Elenca ogni riga dei record qui sotto che contiene la stringa "plant". Distingui tra maiuscole e minuscole.

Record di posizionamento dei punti
********************
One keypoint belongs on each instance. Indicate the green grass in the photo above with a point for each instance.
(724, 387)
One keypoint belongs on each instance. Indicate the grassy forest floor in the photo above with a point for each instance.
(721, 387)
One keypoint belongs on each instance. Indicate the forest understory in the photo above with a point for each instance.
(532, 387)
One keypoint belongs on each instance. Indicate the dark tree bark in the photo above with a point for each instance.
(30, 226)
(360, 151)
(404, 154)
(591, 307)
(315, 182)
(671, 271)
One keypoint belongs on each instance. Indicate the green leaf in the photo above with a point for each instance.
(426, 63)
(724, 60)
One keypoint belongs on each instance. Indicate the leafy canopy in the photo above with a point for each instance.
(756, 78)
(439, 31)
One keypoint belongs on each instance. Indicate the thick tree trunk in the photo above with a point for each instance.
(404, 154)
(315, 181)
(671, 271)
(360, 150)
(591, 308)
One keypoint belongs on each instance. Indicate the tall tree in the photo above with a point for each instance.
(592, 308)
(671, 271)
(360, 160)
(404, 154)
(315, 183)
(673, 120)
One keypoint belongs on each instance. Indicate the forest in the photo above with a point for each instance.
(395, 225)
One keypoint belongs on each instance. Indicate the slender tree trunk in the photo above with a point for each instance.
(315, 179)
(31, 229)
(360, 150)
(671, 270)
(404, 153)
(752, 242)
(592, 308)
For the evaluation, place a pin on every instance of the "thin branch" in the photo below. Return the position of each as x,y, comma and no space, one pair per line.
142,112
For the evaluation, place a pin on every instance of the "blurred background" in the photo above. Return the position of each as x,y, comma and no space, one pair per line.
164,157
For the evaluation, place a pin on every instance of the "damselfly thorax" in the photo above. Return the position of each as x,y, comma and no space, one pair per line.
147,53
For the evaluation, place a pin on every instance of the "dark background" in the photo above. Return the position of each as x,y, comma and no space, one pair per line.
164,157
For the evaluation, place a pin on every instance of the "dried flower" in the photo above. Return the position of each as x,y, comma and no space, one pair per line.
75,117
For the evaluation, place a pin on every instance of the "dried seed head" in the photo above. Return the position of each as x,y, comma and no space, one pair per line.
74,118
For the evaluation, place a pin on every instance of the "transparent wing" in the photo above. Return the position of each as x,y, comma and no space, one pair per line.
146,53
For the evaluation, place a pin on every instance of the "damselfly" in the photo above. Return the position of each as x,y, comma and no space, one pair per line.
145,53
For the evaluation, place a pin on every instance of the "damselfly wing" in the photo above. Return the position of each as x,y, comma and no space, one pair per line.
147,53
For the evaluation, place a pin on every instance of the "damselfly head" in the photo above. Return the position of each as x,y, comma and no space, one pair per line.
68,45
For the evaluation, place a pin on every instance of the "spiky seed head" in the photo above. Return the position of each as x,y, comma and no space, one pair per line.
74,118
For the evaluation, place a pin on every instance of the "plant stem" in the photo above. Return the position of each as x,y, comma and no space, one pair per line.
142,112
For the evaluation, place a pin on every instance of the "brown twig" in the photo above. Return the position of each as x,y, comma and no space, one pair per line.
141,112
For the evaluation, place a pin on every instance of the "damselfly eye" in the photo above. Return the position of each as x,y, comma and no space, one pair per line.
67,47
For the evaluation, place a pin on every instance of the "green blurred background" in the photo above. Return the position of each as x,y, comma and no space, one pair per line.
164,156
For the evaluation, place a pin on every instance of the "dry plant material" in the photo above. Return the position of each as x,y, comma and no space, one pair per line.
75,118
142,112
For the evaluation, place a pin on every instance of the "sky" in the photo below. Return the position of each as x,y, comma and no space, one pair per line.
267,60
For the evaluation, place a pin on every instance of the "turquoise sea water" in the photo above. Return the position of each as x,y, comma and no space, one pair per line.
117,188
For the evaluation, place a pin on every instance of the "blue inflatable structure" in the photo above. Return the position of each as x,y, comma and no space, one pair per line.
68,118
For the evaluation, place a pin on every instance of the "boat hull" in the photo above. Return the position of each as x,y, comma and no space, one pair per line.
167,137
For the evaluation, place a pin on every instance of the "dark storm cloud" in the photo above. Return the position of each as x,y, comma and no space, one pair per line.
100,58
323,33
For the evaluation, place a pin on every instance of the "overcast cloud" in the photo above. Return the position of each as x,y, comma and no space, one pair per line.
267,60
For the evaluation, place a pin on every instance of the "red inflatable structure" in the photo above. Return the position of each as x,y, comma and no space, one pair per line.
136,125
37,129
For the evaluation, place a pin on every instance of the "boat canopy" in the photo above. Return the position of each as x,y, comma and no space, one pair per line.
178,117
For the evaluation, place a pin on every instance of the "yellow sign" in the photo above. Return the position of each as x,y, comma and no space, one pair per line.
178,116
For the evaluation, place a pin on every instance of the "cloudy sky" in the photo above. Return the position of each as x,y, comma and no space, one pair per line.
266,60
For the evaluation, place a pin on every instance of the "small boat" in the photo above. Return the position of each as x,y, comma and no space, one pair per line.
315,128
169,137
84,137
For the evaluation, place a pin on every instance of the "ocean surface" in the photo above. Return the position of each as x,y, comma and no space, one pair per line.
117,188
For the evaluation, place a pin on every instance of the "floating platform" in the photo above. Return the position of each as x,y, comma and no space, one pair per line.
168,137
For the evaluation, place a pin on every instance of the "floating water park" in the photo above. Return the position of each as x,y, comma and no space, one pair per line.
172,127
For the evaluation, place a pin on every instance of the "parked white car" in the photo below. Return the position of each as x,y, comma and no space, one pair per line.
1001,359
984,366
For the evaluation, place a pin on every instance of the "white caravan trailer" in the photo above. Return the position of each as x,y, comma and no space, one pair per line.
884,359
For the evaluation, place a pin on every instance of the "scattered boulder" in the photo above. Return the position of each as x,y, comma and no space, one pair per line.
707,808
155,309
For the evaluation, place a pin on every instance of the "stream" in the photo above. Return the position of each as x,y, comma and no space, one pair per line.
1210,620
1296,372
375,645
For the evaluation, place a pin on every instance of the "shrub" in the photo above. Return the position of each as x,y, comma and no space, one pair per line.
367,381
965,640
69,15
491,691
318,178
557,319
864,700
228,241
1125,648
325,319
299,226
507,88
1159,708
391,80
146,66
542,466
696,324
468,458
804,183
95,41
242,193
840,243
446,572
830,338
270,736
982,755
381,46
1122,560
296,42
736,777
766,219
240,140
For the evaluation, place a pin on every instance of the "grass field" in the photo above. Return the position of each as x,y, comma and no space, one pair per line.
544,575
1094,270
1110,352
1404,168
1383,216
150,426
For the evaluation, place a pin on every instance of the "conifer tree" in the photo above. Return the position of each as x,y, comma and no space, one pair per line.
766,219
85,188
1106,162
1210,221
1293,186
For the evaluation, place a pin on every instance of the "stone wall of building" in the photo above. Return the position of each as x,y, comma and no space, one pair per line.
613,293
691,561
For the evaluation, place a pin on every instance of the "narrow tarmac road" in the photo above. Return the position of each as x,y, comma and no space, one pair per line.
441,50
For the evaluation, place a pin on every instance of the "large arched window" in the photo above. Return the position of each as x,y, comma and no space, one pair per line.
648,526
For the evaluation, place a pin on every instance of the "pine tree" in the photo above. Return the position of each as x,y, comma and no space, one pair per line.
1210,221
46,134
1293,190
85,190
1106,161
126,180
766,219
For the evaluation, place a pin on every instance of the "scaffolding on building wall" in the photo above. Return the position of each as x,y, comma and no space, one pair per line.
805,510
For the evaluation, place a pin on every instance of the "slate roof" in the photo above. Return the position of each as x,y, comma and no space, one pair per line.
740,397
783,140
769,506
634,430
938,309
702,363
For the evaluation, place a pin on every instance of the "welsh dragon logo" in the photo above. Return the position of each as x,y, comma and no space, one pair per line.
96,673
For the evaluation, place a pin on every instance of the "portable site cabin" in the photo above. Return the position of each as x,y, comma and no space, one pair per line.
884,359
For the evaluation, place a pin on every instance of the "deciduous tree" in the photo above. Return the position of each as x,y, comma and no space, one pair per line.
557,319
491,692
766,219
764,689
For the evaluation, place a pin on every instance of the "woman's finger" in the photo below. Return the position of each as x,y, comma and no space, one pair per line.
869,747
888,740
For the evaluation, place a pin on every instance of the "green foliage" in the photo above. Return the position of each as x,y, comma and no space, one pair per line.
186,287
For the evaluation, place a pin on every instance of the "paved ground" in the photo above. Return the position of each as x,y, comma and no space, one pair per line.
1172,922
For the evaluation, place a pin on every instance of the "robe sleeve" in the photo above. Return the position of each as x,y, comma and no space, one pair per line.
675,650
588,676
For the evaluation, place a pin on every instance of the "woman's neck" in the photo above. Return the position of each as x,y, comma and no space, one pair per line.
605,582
********************
Risposta al compito:
For the evaluation, place a pin on every instance of the "plant stem" in the photo above. Return the position of each as x,y, comma and no space, one pair per line.
For the evaluation, place a pin on every instance of the "dry plant material" in the photo above. Return the position of each as x,y, comma and no space, one pair per line.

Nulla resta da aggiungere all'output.